**Passage given:**
◆ ◆ ◆ ◆
Reflections on Scripture | Friday of the Twelfth Week in Ordinary Time


Join Msgr. Don Fischer as he reads and delivers a short reflection on today’s gospel, followed by 3 1/2 minutes of contemplative music and a closing prayer. Msgr. Don hopes that today’s reflection on the gospel will empower you to carry the Word in your heart throughout the day.

Choose either the video or audio below.

Gospel
Matthew 8:1-4

When Jesus came down from the mountain, great crowds followed him.
And then a leper approached, did him homage, and said,
“Lord, if you wish, you can make me clean.”
He stretched out his hand, touched him, and said,
“I will do it. Be made clean.”
His leprosy was cleansed immediately.
Then Jesus said to him, “See that you tell no one,
but go show yourself to the priest,
and offer the gift that Moses prescribed;
that will be proof for them.”

Reflection

If you're like me, you often think you're unworthy to ask God to do something extraordinary for you. But we must realize that this, Jesus explains something so clearly about the ministry that God has given Jesus. It's to reach out to everyone that's unworthy. That’s not yet what they could be or should be. And all He wants is to heal them.
◆ ◆ ◆ ◆
**Stated exercise 1:**
Based on the reflection page, answer yes or no to each statement and quote the exact words of the page that decide it. (a) The closing prayer comes before the contemplative music. (b) Jesus tells the man to show himself to the priest. (c) The leper's healing took place immediately.
**Stated exercise 2:**
Copy the stretch of the reflection page from "Join Msgr. Don" through "throughout the day.", replacing "contemplative music" with "quiet instrumental music".
**Stated exercise 3:**
Pick up the reflection on Matthew 8:1-4 after its last sentence and write the next few sentences in the same voice.
◆ ◆ ◆ ◆
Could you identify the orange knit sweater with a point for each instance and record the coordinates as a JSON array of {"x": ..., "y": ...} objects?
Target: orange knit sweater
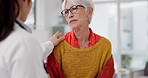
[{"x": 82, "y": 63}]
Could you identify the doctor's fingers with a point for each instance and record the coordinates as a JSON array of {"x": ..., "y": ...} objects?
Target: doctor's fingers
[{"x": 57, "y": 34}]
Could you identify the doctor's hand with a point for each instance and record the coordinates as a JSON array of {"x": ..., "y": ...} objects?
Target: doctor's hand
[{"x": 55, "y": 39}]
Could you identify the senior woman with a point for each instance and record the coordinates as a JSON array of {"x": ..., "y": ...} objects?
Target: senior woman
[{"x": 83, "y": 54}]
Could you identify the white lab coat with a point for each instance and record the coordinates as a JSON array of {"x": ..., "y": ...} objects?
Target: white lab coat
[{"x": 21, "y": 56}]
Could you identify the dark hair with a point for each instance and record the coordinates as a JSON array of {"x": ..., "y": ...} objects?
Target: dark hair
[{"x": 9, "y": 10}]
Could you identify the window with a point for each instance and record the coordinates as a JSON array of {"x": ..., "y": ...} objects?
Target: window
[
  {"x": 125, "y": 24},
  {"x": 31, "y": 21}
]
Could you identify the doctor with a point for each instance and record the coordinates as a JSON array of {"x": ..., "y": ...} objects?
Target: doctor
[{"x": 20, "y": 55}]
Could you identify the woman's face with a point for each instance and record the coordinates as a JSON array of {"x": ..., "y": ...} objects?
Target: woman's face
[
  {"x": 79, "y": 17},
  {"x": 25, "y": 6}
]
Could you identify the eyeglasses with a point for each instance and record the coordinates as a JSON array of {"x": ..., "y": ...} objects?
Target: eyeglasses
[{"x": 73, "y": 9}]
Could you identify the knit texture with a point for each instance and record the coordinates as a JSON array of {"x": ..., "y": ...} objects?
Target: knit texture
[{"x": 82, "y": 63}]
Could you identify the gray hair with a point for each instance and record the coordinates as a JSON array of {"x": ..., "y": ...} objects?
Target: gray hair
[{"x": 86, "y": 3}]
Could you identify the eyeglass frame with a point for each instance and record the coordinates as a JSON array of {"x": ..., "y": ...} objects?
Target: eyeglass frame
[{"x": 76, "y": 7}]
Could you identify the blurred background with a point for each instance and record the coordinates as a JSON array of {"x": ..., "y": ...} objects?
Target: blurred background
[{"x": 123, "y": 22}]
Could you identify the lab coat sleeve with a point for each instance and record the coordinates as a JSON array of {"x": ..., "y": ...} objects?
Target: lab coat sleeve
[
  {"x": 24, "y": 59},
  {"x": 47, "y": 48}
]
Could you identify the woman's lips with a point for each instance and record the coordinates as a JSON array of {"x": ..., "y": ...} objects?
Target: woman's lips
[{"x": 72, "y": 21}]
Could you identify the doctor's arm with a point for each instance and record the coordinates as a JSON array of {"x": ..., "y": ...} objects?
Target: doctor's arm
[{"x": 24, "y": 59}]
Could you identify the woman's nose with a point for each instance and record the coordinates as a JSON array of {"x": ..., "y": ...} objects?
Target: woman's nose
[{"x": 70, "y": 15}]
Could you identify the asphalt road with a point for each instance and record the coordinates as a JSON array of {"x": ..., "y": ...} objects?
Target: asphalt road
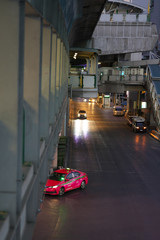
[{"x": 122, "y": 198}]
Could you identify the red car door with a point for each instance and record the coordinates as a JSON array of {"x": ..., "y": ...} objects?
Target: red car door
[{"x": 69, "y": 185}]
◆ ◆ ◆ ◆
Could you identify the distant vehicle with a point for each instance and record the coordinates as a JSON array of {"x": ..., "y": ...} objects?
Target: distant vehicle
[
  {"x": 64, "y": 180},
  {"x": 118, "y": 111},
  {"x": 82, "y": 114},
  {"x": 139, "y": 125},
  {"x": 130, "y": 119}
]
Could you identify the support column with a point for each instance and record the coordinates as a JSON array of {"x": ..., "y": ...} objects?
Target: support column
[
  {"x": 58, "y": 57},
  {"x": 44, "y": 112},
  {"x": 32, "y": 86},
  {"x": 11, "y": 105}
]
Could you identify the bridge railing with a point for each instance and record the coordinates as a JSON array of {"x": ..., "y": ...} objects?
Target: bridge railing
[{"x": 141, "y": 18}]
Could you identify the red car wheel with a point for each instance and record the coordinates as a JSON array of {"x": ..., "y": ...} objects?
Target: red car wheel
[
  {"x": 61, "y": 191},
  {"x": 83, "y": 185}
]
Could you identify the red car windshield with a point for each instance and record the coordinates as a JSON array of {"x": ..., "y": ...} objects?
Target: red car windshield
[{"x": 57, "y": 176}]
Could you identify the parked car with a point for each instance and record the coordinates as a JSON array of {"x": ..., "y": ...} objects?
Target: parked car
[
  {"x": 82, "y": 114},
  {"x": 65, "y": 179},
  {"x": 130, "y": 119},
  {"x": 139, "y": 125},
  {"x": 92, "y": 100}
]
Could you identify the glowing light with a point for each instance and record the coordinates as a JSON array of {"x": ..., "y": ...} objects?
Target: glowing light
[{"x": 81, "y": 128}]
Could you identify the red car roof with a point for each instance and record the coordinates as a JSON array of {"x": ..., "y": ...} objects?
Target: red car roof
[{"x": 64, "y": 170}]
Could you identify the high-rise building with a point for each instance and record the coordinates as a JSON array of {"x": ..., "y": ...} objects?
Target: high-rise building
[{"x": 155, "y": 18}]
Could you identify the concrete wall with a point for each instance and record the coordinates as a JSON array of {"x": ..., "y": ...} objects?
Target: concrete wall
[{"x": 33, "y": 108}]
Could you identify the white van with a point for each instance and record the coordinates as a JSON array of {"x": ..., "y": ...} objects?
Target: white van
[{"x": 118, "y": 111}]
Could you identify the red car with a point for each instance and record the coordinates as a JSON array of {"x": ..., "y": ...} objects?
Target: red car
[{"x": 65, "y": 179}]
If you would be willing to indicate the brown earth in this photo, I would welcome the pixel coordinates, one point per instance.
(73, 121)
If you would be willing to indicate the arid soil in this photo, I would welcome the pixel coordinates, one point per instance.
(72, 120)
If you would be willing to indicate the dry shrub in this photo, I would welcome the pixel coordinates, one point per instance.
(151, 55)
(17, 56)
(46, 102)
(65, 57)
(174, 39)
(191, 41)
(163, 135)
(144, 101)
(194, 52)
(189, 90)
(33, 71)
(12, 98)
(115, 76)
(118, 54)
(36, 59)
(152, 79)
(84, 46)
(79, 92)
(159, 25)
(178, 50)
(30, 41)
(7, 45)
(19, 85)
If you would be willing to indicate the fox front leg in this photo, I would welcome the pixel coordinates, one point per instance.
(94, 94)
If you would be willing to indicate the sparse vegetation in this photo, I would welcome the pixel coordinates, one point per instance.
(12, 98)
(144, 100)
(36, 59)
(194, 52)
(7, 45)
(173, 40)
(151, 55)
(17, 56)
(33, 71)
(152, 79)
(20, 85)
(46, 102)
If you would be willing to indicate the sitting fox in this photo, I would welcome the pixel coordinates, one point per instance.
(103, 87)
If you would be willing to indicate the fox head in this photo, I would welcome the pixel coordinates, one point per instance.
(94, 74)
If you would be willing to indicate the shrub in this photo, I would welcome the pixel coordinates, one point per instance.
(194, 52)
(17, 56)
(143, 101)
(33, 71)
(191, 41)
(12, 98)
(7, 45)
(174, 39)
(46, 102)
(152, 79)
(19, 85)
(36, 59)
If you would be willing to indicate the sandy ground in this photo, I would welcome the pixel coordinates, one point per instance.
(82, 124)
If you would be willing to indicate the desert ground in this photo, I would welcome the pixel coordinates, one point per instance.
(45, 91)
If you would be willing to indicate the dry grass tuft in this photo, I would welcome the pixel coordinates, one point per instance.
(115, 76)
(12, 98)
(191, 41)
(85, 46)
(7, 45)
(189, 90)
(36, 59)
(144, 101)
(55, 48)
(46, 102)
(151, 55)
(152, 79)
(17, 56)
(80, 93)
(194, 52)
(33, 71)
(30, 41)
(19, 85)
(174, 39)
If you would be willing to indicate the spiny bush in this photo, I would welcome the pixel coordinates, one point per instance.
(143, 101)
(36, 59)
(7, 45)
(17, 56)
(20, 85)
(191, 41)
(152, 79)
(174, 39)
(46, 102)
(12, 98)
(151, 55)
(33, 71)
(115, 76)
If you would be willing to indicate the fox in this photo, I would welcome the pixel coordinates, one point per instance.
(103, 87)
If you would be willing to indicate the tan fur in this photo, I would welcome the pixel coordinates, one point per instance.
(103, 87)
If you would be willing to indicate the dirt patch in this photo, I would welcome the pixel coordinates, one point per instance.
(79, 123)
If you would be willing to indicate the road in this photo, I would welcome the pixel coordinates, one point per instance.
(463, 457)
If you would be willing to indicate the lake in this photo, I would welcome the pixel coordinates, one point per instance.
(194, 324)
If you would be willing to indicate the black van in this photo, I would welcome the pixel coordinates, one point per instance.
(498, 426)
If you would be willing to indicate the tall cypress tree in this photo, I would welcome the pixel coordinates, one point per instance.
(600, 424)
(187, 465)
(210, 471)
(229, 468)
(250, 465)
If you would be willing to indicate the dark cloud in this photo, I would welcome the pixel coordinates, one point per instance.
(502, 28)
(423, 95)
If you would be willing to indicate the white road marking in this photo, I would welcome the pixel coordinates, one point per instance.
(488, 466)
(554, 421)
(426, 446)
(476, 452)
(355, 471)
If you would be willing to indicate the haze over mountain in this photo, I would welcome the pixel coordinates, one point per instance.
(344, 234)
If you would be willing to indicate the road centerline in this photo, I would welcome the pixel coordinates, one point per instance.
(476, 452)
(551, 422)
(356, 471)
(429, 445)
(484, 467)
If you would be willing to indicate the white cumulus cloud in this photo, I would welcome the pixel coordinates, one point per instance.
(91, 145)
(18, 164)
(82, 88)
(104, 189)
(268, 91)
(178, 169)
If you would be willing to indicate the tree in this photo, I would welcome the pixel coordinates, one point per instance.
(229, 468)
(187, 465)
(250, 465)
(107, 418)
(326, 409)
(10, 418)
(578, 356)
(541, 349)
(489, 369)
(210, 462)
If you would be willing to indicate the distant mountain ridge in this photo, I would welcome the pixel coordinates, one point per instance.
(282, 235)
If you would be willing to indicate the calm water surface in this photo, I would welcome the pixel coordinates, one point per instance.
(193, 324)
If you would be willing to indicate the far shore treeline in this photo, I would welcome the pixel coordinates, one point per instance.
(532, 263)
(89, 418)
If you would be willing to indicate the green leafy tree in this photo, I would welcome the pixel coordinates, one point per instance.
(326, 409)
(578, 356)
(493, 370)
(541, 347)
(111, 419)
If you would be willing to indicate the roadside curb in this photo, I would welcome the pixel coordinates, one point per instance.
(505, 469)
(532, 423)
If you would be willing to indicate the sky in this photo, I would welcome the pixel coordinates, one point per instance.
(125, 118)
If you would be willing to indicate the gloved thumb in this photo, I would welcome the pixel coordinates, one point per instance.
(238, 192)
◆ ◆ ◆ ◆
**Exercise answer 1:**
(a) No: "followed by 3 1/2 minutes of contemplative music and a closing prayer."
(b) Yes: "but go show yourself to the priest,"
(c) Yes: "His leprosy was cleansed immediately."

**Exercise answer 2:**
Join Msgr. Don Fischer as he reads and delivers a short reflection on today’s gospel, followed by 3 1/2 minutes of quiet instrumental music and a closing prayer. Msgr. Don hopes that today’s reflection on the gospel will empower you to carry the Word in your heart throughout the day.

**Exercise answer 3:**
And so when this man, must have had a lot of courage to come up to Jesus knowing that if he touched him, he would be made unclean and said, Please heal me. And he was healed. And then he was sent to the temple to prove something to the priests. What he might have clearly proved to them, if he told the whole story, was, You all have it wrong at the temple.

Outcasts are what God is wanting, longing to touch and to heal. Not just the good, not just the perfect, but the broken. And it's a sign of such great hope for all of us.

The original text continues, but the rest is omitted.